====== STORED DATA
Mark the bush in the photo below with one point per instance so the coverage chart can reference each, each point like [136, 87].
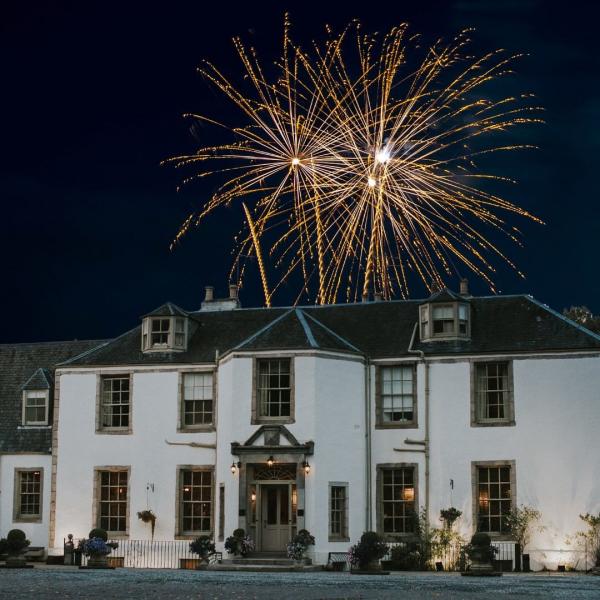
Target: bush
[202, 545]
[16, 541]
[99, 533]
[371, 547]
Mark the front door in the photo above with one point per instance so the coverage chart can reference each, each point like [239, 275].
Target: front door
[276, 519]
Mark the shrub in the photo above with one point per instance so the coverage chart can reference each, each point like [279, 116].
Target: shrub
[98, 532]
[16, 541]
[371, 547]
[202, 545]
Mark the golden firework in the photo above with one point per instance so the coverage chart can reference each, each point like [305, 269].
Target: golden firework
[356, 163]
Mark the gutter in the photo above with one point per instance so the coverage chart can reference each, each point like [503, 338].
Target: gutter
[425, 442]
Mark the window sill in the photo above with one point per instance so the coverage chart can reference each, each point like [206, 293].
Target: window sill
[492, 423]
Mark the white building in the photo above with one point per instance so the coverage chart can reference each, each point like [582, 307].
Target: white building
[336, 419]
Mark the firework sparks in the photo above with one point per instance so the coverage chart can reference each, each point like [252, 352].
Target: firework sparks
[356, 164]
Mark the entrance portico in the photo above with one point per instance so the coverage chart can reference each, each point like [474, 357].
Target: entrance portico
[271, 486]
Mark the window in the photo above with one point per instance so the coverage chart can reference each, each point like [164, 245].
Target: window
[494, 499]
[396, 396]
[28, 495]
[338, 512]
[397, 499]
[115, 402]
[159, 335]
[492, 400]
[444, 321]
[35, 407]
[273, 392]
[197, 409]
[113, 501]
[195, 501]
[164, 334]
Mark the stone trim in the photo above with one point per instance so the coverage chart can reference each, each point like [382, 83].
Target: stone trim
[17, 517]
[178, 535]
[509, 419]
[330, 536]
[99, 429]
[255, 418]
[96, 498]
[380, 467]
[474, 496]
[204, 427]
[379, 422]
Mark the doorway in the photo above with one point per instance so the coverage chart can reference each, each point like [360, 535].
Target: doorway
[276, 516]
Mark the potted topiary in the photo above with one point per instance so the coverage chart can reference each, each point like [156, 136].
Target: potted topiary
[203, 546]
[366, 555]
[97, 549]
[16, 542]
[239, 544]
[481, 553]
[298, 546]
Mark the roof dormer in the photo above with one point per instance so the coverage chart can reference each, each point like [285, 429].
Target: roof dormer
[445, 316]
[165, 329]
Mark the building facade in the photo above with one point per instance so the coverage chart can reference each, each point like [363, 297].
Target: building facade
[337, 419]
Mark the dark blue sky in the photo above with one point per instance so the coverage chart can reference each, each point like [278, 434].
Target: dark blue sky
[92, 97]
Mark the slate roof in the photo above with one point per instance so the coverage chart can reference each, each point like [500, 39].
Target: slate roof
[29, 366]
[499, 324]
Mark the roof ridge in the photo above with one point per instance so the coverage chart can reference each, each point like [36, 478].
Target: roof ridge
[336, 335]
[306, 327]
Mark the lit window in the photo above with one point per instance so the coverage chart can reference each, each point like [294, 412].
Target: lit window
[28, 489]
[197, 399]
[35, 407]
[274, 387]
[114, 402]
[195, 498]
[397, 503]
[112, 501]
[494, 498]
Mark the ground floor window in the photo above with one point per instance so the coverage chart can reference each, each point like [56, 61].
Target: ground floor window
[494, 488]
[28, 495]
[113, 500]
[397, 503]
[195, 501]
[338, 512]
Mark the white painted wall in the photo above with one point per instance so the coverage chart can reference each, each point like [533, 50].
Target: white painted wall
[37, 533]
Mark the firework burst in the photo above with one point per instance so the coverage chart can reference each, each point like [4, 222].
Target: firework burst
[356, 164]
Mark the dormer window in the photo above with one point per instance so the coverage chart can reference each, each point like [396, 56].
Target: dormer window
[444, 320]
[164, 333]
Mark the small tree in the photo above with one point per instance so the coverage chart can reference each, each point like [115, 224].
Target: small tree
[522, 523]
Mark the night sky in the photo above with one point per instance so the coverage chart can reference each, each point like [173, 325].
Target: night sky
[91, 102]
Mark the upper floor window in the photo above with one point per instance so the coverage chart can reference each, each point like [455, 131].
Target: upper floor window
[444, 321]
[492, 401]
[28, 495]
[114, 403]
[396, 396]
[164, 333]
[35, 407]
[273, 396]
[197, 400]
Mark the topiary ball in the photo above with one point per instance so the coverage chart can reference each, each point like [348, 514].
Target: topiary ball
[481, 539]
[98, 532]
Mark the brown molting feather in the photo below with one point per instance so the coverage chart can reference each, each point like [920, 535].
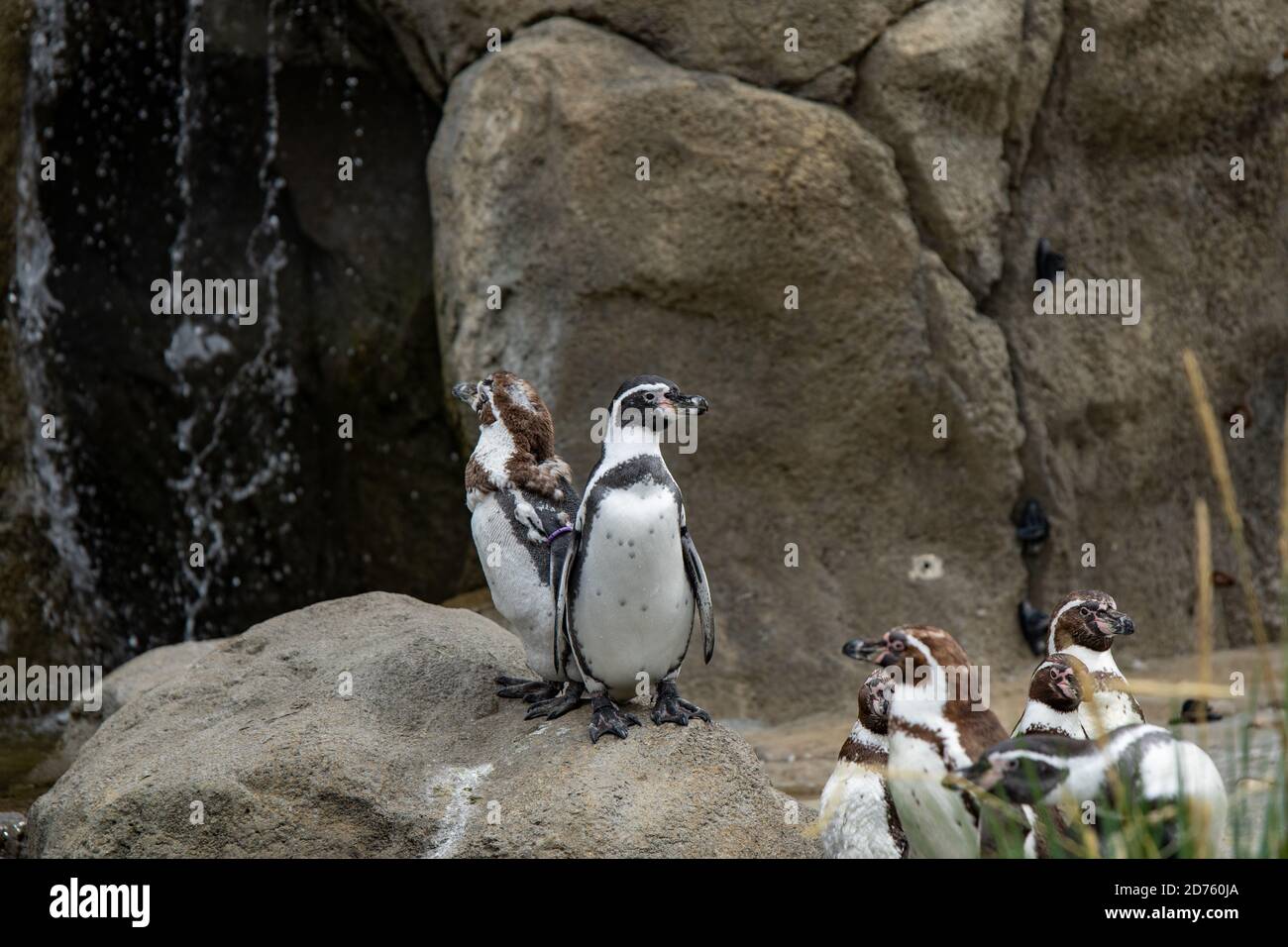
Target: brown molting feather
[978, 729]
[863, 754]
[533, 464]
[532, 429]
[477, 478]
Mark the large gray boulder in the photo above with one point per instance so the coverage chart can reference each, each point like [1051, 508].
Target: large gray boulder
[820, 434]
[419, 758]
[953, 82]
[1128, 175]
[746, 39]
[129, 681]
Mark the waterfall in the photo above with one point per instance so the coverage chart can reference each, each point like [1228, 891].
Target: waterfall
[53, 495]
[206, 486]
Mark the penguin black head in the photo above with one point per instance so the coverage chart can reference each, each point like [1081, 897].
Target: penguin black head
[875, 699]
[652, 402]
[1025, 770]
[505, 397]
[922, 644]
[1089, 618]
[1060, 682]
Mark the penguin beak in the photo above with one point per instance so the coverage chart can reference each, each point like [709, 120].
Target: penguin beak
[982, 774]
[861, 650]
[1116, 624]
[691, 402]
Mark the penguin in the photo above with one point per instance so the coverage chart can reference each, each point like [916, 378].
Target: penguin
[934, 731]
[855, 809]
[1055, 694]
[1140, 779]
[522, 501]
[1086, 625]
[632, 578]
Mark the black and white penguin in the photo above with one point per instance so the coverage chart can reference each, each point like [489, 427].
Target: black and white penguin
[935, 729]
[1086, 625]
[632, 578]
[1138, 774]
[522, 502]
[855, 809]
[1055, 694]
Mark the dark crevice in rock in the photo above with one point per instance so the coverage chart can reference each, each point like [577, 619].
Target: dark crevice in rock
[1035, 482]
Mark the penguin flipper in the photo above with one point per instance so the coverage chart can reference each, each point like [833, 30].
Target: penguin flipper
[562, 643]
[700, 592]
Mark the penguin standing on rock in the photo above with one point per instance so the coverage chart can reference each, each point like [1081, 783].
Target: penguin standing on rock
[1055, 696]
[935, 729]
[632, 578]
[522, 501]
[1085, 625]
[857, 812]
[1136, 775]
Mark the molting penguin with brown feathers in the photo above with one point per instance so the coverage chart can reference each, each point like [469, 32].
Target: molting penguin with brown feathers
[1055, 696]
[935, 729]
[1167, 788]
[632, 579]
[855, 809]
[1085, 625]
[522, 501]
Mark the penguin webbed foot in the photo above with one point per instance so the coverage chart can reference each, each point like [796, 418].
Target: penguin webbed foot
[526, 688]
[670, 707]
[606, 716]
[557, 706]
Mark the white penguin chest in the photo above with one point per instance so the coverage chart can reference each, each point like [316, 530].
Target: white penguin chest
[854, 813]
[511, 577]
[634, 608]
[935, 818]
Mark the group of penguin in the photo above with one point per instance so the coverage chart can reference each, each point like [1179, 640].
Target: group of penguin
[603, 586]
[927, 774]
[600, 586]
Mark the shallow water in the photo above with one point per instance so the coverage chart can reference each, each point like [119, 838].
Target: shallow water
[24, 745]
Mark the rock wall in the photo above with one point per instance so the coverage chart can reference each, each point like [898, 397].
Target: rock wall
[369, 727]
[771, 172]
============
====== STORED DATA
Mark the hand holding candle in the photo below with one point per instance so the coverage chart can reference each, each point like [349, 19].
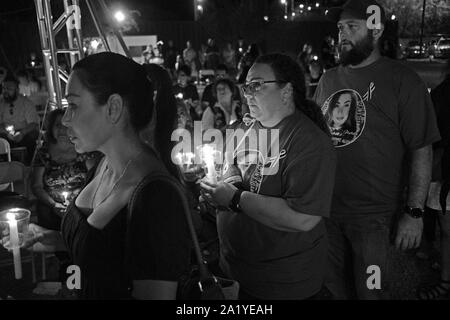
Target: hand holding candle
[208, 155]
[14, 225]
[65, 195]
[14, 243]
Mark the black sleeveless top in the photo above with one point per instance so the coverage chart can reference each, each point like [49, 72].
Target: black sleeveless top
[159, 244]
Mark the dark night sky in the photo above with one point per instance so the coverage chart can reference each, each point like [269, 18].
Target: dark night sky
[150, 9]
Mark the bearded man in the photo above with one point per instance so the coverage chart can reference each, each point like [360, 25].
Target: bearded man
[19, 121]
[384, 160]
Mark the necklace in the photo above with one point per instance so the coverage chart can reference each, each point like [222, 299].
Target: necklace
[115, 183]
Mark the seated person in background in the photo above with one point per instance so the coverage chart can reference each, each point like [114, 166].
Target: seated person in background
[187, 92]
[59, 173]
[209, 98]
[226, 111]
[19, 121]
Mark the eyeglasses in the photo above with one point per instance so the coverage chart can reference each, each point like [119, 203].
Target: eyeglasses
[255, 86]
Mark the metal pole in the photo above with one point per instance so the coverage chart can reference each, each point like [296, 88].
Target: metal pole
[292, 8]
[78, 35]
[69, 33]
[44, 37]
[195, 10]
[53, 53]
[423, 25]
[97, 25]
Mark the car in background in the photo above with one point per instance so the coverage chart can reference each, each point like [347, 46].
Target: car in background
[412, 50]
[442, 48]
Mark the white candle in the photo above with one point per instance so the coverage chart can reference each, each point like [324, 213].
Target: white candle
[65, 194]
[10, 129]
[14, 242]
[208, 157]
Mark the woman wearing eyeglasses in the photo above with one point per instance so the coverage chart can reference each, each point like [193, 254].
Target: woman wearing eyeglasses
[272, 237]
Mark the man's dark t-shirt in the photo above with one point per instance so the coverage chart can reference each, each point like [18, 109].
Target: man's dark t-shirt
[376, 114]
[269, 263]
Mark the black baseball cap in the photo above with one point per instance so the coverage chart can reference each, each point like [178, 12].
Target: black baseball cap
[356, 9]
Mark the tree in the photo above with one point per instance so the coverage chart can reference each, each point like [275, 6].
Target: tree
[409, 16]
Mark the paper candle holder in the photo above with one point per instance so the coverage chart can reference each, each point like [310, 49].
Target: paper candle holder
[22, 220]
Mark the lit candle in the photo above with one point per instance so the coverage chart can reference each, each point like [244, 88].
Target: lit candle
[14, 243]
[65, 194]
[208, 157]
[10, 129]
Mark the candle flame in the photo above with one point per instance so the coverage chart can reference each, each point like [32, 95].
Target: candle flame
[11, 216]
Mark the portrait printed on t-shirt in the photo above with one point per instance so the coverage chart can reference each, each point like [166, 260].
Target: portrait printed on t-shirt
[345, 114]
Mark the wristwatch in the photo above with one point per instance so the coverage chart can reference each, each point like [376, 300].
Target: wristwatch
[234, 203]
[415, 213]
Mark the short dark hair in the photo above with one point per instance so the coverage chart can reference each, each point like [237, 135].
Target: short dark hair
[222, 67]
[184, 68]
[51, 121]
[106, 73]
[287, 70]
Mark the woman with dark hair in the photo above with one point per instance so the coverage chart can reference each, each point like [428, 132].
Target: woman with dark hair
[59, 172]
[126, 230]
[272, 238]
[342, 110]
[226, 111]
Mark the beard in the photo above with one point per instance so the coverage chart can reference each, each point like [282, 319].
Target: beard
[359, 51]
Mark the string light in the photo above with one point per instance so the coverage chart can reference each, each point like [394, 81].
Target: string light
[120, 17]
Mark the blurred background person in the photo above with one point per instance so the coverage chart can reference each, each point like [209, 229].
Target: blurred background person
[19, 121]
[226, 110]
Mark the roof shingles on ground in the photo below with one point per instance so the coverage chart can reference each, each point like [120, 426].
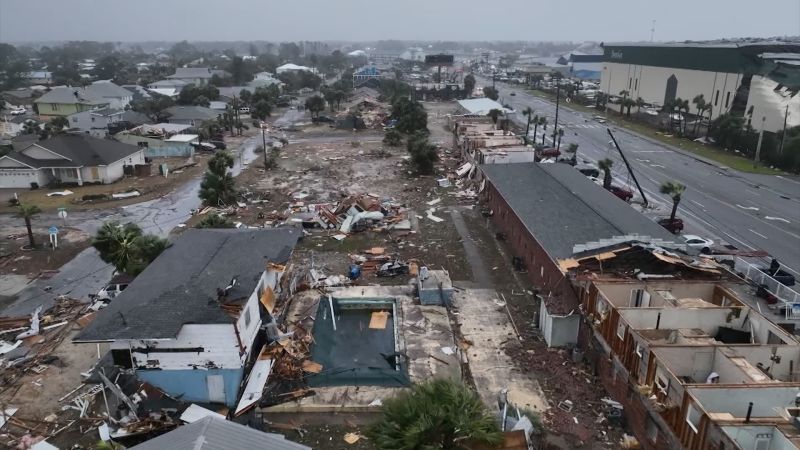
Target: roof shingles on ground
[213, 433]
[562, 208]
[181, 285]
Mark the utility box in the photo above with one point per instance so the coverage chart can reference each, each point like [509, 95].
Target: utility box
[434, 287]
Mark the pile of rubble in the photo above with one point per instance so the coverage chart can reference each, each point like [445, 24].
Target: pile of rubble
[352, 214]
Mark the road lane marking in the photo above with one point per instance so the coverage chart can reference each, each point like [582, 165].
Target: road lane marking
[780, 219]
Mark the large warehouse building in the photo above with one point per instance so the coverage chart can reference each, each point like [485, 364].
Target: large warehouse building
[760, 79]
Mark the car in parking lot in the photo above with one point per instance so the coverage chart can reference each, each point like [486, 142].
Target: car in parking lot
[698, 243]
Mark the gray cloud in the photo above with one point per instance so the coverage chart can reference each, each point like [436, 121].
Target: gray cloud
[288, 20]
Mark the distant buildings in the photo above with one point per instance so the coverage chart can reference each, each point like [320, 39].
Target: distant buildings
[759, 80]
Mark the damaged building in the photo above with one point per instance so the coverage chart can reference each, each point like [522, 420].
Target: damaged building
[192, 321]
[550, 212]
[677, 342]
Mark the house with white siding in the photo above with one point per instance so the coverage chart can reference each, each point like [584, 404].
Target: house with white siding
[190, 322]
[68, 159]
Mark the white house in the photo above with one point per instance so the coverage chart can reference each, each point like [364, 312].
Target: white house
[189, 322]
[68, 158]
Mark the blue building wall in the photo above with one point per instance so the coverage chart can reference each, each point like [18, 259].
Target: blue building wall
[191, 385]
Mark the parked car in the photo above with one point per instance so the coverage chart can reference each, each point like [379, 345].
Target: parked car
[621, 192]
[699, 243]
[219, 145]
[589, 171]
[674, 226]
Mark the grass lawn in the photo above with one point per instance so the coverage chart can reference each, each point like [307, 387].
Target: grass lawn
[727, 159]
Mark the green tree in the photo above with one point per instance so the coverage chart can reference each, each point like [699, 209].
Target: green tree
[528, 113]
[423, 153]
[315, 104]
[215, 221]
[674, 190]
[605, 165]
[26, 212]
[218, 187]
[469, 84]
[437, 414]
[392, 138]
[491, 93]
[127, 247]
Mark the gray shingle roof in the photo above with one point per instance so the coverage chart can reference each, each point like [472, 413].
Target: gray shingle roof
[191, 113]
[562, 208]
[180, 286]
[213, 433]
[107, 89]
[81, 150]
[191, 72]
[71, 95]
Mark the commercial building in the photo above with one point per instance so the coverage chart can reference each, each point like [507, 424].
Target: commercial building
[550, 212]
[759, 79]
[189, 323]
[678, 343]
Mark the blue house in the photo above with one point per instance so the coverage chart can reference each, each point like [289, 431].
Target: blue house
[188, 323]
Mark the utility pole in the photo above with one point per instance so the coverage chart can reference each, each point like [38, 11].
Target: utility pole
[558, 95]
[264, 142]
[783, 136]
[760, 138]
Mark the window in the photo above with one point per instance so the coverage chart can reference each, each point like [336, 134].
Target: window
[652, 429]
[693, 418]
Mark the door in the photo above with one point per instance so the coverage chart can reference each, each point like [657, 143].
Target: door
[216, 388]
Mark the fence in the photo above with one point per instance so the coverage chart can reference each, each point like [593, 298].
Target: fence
============
** WHAT YOU HAVE TO DO **
Extract every line of the items that contains the word "rock", and copy each one unchanged.

** TASK RESPONSE **
Mark the dark crevice in rock in the photo above with one point per instance so the coverage chart can reference each, each point like [577, 619].
Target: dark crevice in rock
Mark the penguin standing on rock in the photo above with one point per instance so the coverage chart can reference each, each point like [1081, 783].
Target: penguin standing on rock
Mark the rock wall in the photo above with one point per instance so the coverage chart can reference each, each point like [898, 397].
Target: rock wall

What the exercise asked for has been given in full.